EXERCISE TASK: Scale the entries from the line that contains "- **Query**: man in black shirt" through the line that contains "left=298, top=73, right=330, bottom=166", rewriting each of those lines in full. Multiply every bounding-box coordinate by 1.3 and round it to a whole number, rounding halves up, but leave the numbers in the format sample unchanged.

DATASET RECORDS:
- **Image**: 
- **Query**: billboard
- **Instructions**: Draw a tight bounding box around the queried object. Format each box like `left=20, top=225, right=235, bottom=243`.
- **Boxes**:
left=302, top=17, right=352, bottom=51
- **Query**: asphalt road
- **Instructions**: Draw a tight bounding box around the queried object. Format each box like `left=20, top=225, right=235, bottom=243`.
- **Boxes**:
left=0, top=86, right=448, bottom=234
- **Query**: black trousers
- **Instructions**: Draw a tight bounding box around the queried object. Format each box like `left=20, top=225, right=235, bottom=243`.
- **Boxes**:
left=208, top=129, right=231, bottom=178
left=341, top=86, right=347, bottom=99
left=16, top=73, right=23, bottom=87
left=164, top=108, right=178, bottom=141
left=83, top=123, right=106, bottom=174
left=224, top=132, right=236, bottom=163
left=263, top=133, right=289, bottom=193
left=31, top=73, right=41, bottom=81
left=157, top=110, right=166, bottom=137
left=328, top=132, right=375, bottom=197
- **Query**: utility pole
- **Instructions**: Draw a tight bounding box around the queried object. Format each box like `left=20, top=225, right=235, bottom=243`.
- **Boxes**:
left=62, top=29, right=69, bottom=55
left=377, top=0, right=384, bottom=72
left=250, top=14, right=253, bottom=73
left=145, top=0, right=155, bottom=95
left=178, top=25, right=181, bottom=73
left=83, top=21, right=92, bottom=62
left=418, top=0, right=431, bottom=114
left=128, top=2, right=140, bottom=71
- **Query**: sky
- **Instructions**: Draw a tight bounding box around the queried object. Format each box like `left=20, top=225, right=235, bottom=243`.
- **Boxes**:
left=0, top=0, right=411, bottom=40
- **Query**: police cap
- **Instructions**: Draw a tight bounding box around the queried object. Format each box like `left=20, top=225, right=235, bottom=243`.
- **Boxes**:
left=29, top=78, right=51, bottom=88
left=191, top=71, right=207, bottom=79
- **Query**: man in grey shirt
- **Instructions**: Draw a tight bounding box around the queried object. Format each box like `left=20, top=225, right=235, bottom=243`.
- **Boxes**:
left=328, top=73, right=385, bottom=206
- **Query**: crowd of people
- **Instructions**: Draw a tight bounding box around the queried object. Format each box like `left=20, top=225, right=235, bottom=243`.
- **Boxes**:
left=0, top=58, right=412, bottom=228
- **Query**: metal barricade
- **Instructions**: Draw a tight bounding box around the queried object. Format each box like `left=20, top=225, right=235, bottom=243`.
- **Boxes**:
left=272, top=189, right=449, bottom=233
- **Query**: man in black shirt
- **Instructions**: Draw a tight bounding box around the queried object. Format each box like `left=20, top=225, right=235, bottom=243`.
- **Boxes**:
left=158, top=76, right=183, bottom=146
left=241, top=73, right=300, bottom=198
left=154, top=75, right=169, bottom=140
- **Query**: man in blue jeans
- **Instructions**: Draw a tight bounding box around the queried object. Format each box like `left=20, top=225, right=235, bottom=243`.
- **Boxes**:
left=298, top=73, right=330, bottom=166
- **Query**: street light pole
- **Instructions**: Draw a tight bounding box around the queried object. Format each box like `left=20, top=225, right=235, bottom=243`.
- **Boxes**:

EXPECTED ANSWER:
- **Query**: man in black shirt
- **Instructions**: Draw a tight bounding box around the queried object. Format each box like `left=20, top=225, right=235, bottom=243`.
- **Boxes**:
left=205, top=99, right=238, bottom=190
left=313, top=95, right=390, bottom=257
left=200, top=98, right=220, bottom=182
- **Query**: man in blue jeans
- **Instructions**: Draw a tight bounding box around the queried object. Format each box like `left=20, top=225, right=235, bottom=243`.
- **Boxes**:
left=387, top=95, right=429, bottom=216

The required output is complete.